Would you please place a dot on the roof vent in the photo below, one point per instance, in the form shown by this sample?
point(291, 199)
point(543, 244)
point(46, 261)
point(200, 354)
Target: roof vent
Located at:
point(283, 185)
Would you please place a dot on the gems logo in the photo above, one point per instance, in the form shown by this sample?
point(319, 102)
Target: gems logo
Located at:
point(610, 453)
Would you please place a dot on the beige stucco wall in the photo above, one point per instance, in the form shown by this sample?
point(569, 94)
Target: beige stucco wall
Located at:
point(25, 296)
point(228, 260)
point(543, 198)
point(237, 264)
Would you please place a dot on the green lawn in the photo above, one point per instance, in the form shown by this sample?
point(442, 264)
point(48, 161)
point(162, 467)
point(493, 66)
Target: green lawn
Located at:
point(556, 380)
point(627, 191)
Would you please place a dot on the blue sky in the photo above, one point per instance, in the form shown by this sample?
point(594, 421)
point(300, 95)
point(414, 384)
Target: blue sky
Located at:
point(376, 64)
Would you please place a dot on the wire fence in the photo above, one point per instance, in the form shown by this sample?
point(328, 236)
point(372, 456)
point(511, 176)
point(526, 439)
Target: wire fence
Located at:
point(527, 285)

### INSTRUCTION
Could you copy every one of the rows above line for line, without changing a single character?

### EXERCISE RESULT
Would you please place a dot on the roof vent in the photo below, one point per instance, in the form shown by this sample?
point(291, 199)
point(543, 244)
point(46, 261)
point(200, 354)
Target: roof vent
Located at:
point(283, 185)
Would you please place a dot on the gems logo in the photo above, one point per instance, in the form shown by this sample?
point(319, 102)
Target: gems logo
Located at:
point(610, 453)
Would you please place a dot on the beige stucco wall in the photo above, one point per instance, in the form shown by this sample?
point(569, 94)
Target: beige stucco wall
Located at:
point(25, 296)
point(228, 260)
point(543, 198)
point(237, 264)
Would you please place a dot on the green lawn in the photo above, one point per instance, in the form shown by this sample?
point(442, 264)
point(48, 161)
point(162, 467)
point(493, 66)
Target: green lawn
Located at:
point(556, 380)
point(627, 191)
Would you please place a dot on the blue sky in the photo above, one point per instance, in the form shown by this sample?
point(594, 421)
point(300, 95)
point(414, 384)
Target: blue sky
Located at:
point(376, 64)
Would you please place a dot on the wire fence in the photo above, one point per instance, in the form shown by this sample?
point(328, 236)
point(372, 456)
point(511, 176)
point(526, 439)
Target: wire fence
Located at:
point(527, 285)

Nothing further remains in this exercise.